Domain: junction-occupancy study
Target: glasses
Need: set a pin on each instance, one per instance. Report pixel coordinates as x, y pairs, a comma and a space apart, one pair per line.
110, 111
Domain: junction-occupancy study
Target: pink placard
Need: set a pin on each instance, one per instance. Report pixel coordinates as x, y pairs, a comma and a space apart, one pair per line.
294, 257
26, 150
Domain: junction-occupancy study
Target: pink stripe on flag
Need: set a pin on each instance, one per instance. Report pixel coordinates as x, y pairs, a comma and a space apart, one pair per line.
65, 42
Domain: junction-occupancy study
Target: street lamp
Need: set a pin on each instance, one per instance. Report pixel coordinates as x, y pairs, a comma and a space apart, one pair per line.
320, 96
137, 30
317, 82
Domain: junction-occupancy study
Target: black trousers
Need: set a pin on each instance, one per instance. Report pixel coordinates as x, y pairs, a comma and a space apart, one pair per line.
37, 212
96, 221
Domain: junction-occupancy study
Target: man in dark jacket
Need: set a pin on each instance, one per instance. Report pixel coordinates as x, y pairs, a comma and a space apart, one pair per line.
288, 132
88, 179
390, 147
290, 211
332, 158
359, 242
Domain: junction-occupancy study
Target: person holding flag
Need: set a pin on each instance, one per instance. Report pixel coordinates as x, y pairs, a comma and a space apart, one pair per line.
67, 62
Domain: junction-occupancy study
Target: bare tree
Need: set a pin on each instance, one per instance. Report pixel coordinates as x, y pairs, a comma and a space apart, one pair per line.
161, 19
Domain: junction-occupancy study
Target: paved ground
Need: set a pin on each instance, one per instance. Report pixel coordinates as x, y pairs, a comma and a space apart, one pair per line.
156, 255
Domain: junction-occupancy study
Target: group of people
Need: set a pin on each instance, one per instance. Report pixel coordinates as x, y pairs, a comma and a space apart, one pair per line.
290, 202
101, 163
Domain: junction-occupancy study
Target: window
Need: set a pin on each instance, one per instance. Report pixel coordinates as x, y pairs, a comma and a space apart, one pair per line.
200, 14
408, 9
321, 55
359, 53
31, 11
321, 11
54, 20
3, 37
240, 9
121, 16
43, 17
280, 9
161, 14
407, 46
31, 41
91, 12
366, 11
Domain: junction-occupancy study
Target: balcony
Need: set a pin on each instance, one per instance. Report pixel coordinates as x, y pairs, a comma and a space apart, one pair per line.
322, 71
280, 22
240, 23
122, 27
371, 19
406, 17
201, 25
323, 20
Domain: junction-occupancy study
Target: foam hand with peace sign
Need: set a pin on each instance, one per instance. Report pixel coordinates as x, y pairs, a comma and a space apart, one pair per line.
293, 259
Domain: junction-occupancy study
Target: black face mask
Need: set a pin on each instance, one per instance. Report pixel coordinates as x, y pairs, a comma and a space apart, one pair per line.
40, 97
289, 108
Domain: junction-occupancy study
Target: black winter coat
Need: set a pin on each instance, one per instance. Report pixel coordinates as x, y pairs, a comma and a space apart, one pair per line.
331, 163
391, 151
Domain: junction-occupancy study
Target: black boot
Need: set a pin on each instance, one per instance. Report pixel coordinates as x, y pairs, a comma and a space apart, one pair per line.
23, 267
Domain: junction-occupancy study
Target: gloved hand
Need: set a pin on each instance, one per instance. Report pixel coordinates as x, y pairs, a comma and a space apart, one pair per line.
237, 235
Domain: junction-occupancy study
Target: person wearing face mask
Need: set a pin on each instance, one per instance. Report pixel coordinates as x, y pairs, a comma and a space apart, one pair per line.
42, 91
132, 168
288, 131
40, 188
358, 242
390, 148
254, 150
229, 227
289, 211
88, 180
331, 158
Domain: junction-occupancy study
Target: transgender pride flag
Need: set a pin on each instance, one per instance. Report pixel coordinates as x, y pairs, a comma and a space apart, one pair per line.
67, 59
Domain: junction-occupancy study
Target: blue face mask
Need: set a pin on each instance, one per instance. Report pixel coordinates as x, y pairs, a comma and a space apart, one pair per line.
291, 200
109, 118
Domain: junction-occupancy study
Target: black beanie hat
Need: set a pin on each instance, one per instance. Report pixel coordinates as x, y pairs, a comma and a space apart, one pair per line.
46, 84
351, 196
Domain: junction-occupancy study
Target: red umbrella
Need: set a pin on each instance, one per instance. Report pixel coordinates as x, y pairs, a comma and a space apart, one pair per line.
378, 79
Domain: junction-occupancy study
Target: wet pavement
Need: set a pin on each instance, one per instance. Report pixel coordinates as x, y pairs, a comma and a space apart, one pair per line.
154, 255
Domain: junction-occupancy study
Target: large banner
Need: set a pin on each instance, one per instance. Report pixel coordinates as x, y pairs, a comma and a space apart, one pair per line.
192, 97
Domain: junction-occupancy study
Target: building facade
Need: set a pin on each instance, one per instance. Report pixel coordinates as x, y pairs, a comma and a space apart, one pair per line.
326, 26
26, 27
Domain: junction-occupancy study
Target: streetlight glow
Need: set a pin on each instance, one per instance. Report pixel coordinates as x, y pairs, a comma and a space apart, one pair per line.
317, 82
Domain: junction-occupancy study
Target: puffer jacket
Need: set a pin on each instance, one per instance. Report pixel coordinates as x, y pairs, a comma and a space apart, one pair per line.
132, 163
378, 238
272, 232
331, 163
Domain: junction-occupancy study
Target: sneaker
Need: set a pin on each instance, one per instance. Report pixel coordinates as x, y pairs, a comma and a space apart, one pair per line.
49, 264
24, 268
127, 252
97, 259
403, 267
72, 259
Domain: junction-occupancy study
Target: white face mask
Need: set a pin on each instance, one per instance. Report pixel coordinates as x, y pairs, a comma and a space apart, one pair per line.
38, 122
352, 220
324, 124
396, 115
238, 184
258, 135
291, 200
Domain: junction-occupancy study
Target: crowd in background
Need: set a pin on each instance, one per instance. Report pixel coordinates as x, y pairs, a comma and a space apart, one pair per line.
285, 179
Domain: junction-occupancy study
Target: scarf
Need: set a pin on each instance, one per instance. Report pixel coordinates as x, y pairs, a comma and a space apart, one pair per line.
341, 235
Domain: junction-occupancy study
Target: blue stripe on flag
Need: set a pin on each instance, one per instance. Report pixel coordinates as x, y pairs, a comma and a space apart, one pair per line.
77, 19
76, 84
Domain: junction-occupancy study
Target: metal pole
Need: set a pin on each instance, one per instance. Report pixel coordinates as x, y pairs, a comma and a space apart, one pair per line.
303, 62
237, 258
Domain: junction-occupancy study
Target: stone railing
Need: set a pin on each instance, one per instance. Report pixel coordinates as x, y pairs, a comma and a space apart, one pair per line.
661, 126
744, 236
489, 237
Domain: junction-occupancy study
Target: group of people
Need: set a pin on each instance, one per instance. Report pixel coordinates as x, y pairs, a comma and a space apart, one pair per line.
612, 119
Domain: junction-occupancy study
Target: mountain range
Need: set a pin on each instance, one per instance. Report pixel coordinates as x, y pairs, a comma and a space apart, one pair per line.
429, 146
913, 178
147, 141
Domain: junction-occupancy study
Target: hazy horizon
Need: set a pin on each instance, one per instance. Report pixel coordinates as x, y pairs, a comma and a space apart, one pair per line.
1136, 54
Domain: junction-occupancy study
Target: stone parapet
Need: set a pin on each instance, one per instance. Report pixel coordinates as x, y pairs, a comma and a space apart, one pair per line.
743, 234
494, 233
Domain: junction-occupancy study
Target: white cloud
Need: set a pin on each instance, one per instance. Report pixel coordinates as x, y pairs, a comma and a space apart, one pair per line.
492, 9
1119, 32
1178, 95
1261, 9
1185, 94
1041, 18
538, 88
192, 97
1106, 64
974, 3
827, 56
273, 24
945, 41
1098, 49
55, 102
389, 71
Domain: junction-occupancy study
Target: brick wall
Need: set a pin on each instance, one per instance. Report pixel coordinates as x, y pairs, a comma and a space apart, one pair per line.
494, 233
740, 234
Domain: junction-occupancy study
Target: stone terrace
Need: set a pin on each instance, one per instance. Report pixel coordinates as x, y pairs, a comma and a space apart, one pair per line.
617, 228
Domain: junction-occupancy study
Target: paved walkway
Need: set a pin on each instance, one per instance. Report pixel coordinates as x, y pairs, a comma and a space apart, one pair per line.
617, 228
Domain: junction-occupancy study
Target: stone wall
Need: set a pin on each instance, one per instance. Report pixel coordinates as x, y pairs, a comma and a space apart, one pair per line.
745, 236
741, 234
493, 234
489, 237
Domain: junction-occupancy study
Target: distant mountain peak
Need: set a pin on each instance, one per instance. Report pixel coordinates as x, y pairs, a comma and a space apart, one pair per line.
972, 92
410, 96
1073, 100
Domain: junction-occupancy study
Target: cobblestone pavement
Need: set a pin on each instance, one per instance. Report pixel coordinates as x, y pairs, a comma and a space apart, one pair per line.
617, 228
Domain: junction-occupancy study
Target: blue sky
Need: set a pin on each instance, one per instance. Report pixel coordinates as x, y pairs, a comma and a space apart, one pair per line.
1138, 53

:::

## ACTIVITY
If a line in the records includes the string "wall", copy it.

## WRITTEN SOLUTION
Target: brick wall
Target: stone wall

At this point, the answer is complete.